TASKS ->
1. Please copy the passage about news television and scandals word for word, beginning at the words "This is certainly" and stopping after "to a lineage.".
2. Write the next part of the passage about news television and scandals, picking up after its last sentence.

PASSAGE TO READ ->
----

No, I am neither going to attack nor defend Rhea Chakraborty or Kangana Ranaut. The very fact that they are hogging prime time is repugnant to those who look forward to news for information. For entertainment, there are endless frothy soap operas and many love to see merciless boxing and wrestling matches as proxies for their suppressed rage. But when news television subsumes these genres, it cheats and misleads a nation.

This is certainly not the first time that a real-life thriller has gripped India’s attention. We have had scandals in the past and newspapers sizzled long before the republic of television squatted over most of media space. Old-timers recall the Haridas Mundhra scam of 1958, using which Feroze Gandhi compelled Pandit Nehru to drop his powerful finance minister, TTK. Sons-in-law embarrassed the dynasty even then and Feroze did more than just lend his name to a lineage.

There was also the Nagarwala scandal and many others, all the way through Bofors, 2G and AgustaWestland. When television arrived in this country, it was the government’s megaphone and Doordarshan could obviously not vilify its master. But as soon as private television reached adolescence, around the turn of the millennium, it went hammer and tongs at the establishment, attacking the immunity that its scions flaunted. Newspapers and television, more so the latter, whipped up a synchronised public demand for Manu Sharma’s severe punishment for murdering Jessica Lal.

This is when Western cultural motifs like candlelight processions and heaping floral wreaths sneaked quietly into our culture. In 1999, another outrage, the notorious BMW hit-and-run case, also angered people as the print media and the silver screen exposed how Sanjeev Nanda was unrepentant even after killing six innocent people. A dedicated television churned public indignation at the privileged class invariably manipulating the highly malleable system to get culprits off the hook. Even then, it took seven years to convict Manu Sharma and nine years to bring Sanjeev Nanda to book.

----

DATASET EXTRACT ->
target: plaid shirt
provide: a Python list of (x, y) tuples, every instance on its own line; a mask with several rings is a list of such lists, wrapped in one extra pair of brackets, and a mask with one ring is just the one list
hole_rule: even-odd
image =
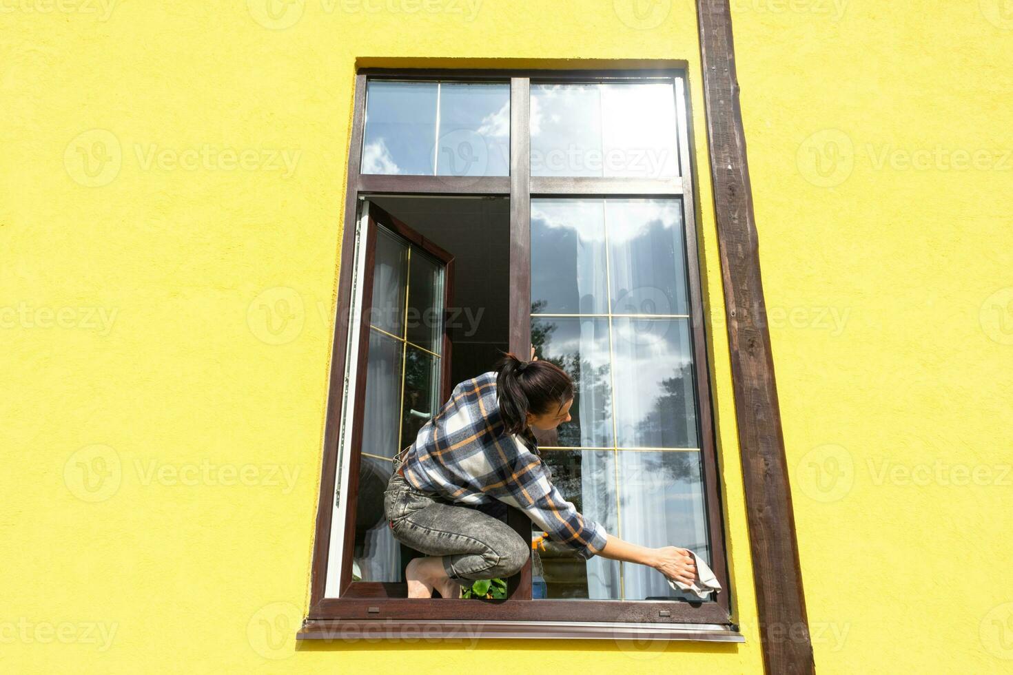
[(404, 453), (404, 478), (453, 502), (494, 499), (524, 511), (554, 541), (588, 559), (605, 546), (605, 528), (581, 516), (551, 483), (530, 428), (504, 434), (496, 372), (454, 388)]

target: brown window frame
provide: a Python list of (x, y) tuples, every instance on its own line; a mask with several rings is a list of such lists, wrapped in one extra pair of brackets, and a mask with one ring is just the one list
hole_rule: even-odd
[[(449, 177), (361, 174), (366, 86), (369, 79), (506, 82), (511, 84), (511, 175)], [(603, 82), (675, 79), (680, 175), (673, 179), (593, 177), (533, 177), (530, 175), (531, 82)], [(324, 459), (313, 549), (309, 615), (299, 638), (353, 638), (357, 635), (395, 637), (406, 626), (428, 626), (443, 635), (460, 635), (462, 626), (500, 637), (658, 638), (743, 642), (731, 621), (730, 583), (726, 565), (719, 471), (713, 426), (713, 398), (704, 331), (704, 304), (697, 241), (693, 158), (690, 145), (690, 100), (684, 69), (560, 71), (560, 70), (431, 70), (361, 69), (356, 76), (355, 110), (349, 143), (345, 199), (345, 229), (341, 245), (340, 279), (335, 335), (324, 432)], [(658, 600), (550, 600), (531, 598), (531, 563), (510, 579), (508, 598), (499, 601), (408, 599), (392, 597), (393, 584), (364, 584), (350, 580), (350, 557), (343, 557), (337, 598), (324, 597), (331, 517), (334, 508), (341, 395), (345, 379), (348, 340), (355, 224), (361, 198), (377, 194), (455, 194), (508, 196), (511, 200), (510, 347), (526, 353), (530, 344), (530, 227), (533, 197), (645, 197), (680, 198), (683, 203), (685, 253), (688, 266), (690, 321), (696, 370), (697, 413), (706, 495), (707, 527), (712, 565), (722, 591), (707, 602)], [(410, 225), (410, 224), (409, 224)], [(350, 391), (350, 390), (349, 390)], [(355, 433), (355, 430), (353, 430)], [(352, 477), (355, 480), (355, 477)], [(354, 486), (349, 485), (349, 518), (354, 517)], [(526, 538), (531, 524), (517, 509), (509, 510), (510, 524)], [(354, 520), (349, 520), (354, 522)], [(347, 539), (347, 527), (345, 528)], [(345, 542), (347, 551), (347, 542)], [(402, 591), (403, 592), (403, 591)], [(433, 635), (427, 632), (426, 635)], [(469, 634), (470, 635), (470, 634)]]

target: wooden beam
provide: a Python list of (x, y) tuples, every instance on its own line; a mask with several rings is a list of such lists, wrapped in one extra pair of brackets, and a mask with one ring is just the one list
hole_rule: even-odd
[(813, 673), (728, 0), (697, 0), (707, 141), (764, 668)]

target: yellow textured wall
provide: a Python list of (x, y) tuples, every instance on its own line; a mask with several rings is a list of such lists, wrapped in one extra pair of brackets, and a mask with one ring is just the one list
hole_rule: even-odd
[(1013, 3), (732, 7), (816, 668), (1011, 672)]
[[(816, 665), (1008, 667), (1013, 20), (733, 7)], [(691, 2), (0, 0), (0, 670), (760, 669)], [(748, 642), (297, 650), (357, 60), (564, 59), (689, 63)], [(937, 145), (991, 159), (898, 165)]]

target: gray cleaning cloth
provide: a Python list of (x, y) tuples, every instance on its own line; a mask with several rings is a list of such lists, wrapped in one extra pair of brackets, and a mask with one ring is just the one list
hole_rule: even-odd
[[(687, 549), (687, 551), (689, 551), (689, 549)], [(693, 585), (690, 586), (682, 581), (670, 579), (669, 586), (672, 586), (672, 590), (693, 593), (701, 600), (706, 600), (708, 593), (719, 593), (721, 591), (721, 584), (717, 583), (717, 577), (715, 577), (711, 569), (707, 567), (707, 564), (700, 560), (700, 557), (692, 551), (690, 551), (690, 557), (693, 558), (693, 564), (696, 566), (696, 575), (693, 577)]]

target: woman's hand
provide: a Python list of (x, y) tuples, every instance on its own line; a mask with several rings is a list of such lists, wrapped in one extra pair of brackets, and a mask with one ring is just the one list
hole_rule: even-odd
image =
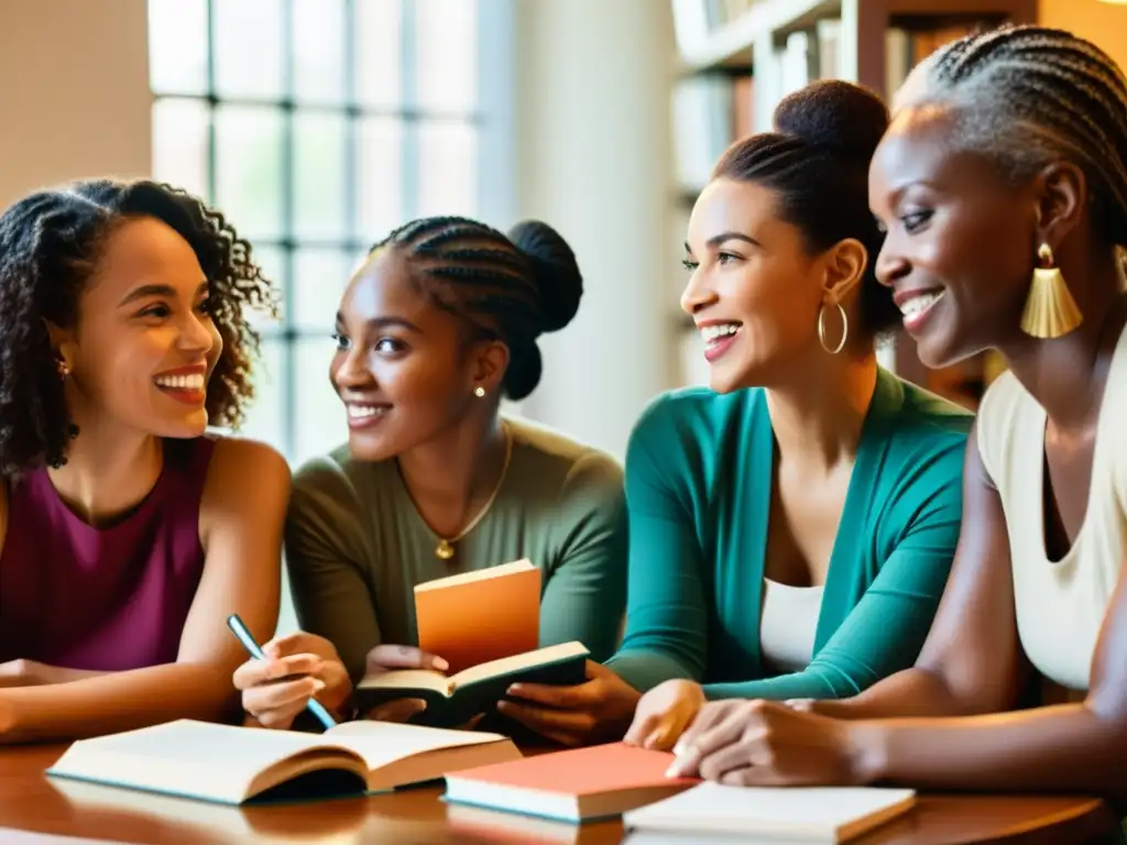
[(340, 715), (352, 697), (352, 682), (331, 642), (299, 631), (263, 646), (265, 660), (251, 658), (234, 670), (242, 709), (264, 728), (287, 729), (317, 697)]
[(668, 774), (734, 786), (859, 784), (850, 724), (772, 701), (710, 702), (674, 747)]
[[(369, 677), (397, 669), (445, 671), (449, 668), (450, 664), (443, 658), (417, 649), (414, 646), (376, 646), (367, 652)], [(412, 715), (424, 710), (426, 710), (426, 702), (421, 699), (396, 699), (373, 708), (367, 713), (364, 713), (363, 718), (381, 722), (406, 722)]]
[(667, 751), (706, 703), (698, 683), (678, 678), (658, 684), (641, 696), (623, 739), (630, 745)]
[(641, 694), (602, 664), (587, 661), (587, 681), (575, 686), (513, 684), (500, 713), (566, 746), (620, 739)]

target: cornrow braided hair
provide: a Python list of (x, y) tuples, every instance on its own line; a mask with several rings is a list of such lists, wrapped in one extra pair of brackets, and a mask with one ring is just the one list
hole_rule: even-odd
[(509, 235), (460, 216), (411, 221), (372, 247), (399, 250), (412, 282), (438, 308), (464, 319), (476, 339), (509, 348), (505, 391), (523, 399), (540, 381), (536, 337), (575, 315), (583, 281), (575, 256), (550, 226), (527, 221)]
[(1088, 176), (1093, 219), (1127, 244), (1127, 81), (1094, 44), (1041, 26), (1005, 26), (941, 47), (917, 65), (896, 107), (953, 107), (960, 149), (1013, 180), (1066, 158)]

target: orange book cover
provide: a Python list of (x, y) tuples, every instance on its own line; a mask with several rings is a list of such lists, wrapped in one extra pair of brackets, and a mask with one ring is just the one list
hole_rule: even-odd
[(518, 560), (415, 587), (419, 648), (447, 674), (540, 646), (540, 570)]
[(447, 774), (445, 800), (566, 821), (605, 818), (700, 783), (666, 777), (673, 759), (624, 742), (539, 754)]

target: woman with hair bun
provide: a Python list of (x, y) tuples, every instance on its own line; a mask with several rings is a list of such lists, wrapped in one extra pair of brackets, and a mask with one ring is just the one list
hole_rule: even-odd
[(1004, 27), (932, 54), (896, 105), (869, 175), (877, 275), (925, 364), (994, 348), (1008, 365), (968, 441), (951, 580), (914, 666), (811, 712), (702, 713), (677, 768), (1121, 810), (1127, 80), (1071, 33)]
[(877, 364), (899, 321), (867, 189), (886, 124), (872, 94), (819, 82), (717, 163), (682, 296), (711, 389), (658, 398), (630, 438), (615, 679), (518, 688), (504, 712), (573, 742), (633, 717), (629, 741), (669, 748), (708, 700), (843, 697), (915, 660), (971, 417)]
[(536, 388), (536, 338), (567, 326), (582, 294), (571, 249), (535, 221), (506, 235), (428, 217), (372, 249), (341, 300), (329, 373), (348, 443), (294, 478), (285, 551), (303, 630), (236, 673), (259, 723), (289, 727), (314, 694), (348, 718), (365, 671), (445, 668), (416, 648), (415, 585), (522, 558), (543, 575), (541, 644), (610, 657), (625, 606), (621, 468), (499, 413)]

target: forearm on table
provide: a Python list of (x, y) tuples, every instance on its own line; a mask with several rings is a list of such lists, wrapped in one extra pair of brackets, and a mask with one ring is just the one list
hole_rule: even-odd
[(920, 789), (1127, 797), (1127, 723), (1083, 704), (850, 727), (861, 780)]
[(835, 719), (858, 720), (957, 717), (970, 715), (976, 711), (960, 703), (939, 675), (926, 669), (912, 668), (890, 675), (849, 699), (816, 701), (814, 712)]
[(175, 719), (236, 721), (233, 666), (167, 664), (0, 691), (0, 742), (68, 740)]

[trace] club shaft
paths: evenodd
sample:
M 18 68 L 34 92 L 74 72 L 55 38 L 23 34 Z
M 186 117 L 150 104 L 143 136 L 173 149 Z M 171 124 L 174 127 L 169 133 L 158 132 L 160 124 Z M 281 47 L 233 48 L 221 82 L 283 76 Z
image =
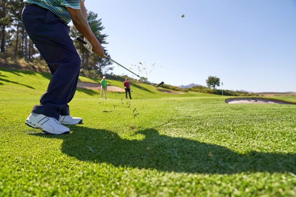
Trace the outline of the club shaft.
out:
M 134 72 L 132 72 L 131 70 L 129 70 L 127 68 L 125 68 L 125 67 L 124 67 L 124 66 L 123 66 L 122 65 L 121 65 L 121 64 L 120 64 L 119 63 L 117 62 L 116 61 L 115 61 L 113 60 L 112 60 L 112 59 L 111 58 L 110 58 L 109 57 L 108 57 L 108 56 L 107 56 L 106 55 L 104 55 L 104 57 L 105 57 L 105 58 L 107 58 L 107 59 L 109 59 L 110 60 L 111 60 L 111 61 L 113 61 L 113 62 L 114 62 L 115 64 L 117 64 L 117 65 L 118 65 L 119 66 L 121 66 L 122 68 L 123 68 L 124 69 L 126 70 L 128 70 L 128 71 L 129 71 L 131 72 L 134 75 L 136 75 L 136 76 L 137 76 L 137 77 L 140 77 L 140 78 L 141 78 L 141 79 L 142 79 L 142 80 L 144 80 L 145 81 L 146 81 L 147 83 L 149 83 L 150 84 L 151 84 L 151 85 L 152 85 L 153 86 L 154 86 L 156 87 L 156 86 L 155 86 L 155 85 L 154 85 L 153 84 L 152 84 L 152 83 L 150 83 L 150 82 L 149 82 L 148 81 L 147 81 L 145 79 L 144 79 L 144 78 L 142 78 L 142 77 L 140 76 L 139 76 L 139 75 L 137 75 Z
M 77 40 L 79 41 L 79 42 L 81 42 L 81 43 L 83 43 L 84 44 L 87 44 L 86 43 L 85 41 L 82 39 L 81 39 L 81 38 L 80 38 L 79 37 L 77 37 L 77 38 L 76 39 L 77 39 Z M 139 76 L 139 75 L 137 75 L 134 72 L 132 72 L 131 70 L 129 70 L 127 68 L 125 68 L 125 67 L 124 67 L 124 66 L 123 66 L 122 65 L 121 65 L 121 64 L 120 64 L 119 63 L 116 62 L 116 61 L 114 61 L 114 60 L 112 60 L 112 59 L 111 58 L 110 58 L 109 57 L 108 57 L 108 56 L 107 56 L 107 55 L 106 55 L 105 54 L 104 54 L 104 57 L 105 57 L 105 58 L 107 58 L 107 59 L 108 59 L 110 60 L 111 60 L 111 61 L 113 61 L 113 62 L 114 62 L 115 64 L 117 64 L 119 66 L 121 66 L 122 68 L 123 68 L 124 69 L 126 70 L 128 70 L 128 71 L 129 71 L 131 72 L 134 75 L 136 75 L 136 76 L 137 76 L 137 77 L 139 77 L 139 78 L 141 78 L 142 80 L 144 80 L 145 81 L 146 81 L 147 83 L 151 84 L 151 85 L 152 85 L 154 87 L 157 87 L 155 85 L 154 85 L 154 84 L 153 84 L 152 83 L 150 83 L 150 82 L 149 82 L 149 81 L 148 81 L 147 80 L 146 80 L 145 79 L 144 79 L 143 78 L 142 78 L 142 77 L 140 76 Z

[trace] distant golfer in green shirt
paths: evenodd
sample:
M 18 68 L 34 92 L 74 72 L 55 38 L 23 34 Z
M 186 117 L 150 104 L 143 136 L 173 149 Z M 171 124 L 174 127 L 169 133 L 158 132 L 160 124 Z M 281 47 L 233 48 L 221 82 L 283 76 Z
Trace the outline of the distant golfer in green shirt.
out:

----

ANSWERS IN ORDER ->
1.
This is certainly not the first time that a real-life thriller has gripped India’s attention. We have had scandals in the past and newspapers sizzled long before the republic of television squatted over most of media space. Old-timers recall the Haridas Mundhra scam of 1958, using which Feroze Gandhi compelled Pandit Nehru to drop his powerful finance minister, TTK. Sons-in-law embarrassed the dynasty even then and Feroze did more than just lend his name to a lineage.

2.
The point is that while the media went doggedly on its mission, the nation was never so mesmerised by infallible television oracles as it appears to be now—when three certainly more critical issues are crying for people’s attention. These are, obviously, the unstoppable gallop of Covid infections that hit a whooping one lakh people every day; the damaged economy that reels under an almost 40% fall in GDP (that includes the estimates of the informal sector) and the Chinese menace at the border that threatens us with a completely unaffordable war.

The major difference with earlier trials on television and the current obsession with Rhea or Kangana is that in the past, so many millions never neglected graver issues for titillations on TV. There were also no such fierce, blood pressure-bursting television anchors who have already decided the Sushant Singh Rajput case far better than more qualified legal luminaries. It doesn’t matter now if it is really dirty Centre-state politics or staged with an eye on the Bihar elections. 

Kangana Ranaut entered the arena to settle her personal and experience-based scores with Bollywood, Mumbai and Maharashtra. Storm-troopers of the local ruling party stepped in immediately with ham-handed and intemperate actions that reminded us that these were, indeed, the party’s trademark tactics ages ago. This lamentable side-story notwithstanding, the main Sushant case has steadily degenerated from an understandable insistence on justice into a deeply troubling television-inspired bloodthirsty ‘revenge’. Do we need the Narcotics Control Bureau to catch just a few grams of a widely abused drug?

To trace the roots of how TV could rock regimes, we need to zoom to September 2010, when Commonwealth Games scandals led steadily to the first television-led demand for the head of a politician, Suresh Kalmadi. This high-profile campaign revealed that television had surely graduated from chasing spoilt rich brats to hunting big game. Pressure kept mounting until Kalmadi was finally arrested in April 2011. Television had tasted blood and trial by media emerged as a weapon more potent than mere scam-busting.

Then, Nirbhaya’s brutal rape galvanised the nation and the wide coverage and support that Anna Hazare’s moral movement received reflected people’s collective disgust. The then CAG added dollops of fat to the crackling fire as he rattled out eye-popping figures of deliberate losses made by the government. Not all numbers could later be confirmed, but facts really do not matter. Rapes continue unabated long after poor Nirbhaya. Anna’s agitation abated but two rather-clever bureaucrats grabbed a chief minister’s chair and a governor’s throne.

The ex-CAG was, of course, rewarded quite handsomely by those who benefitted. Television channels earned a lot due to rocketing TRPs from the melodrama they doled out with unmistakable showmanship.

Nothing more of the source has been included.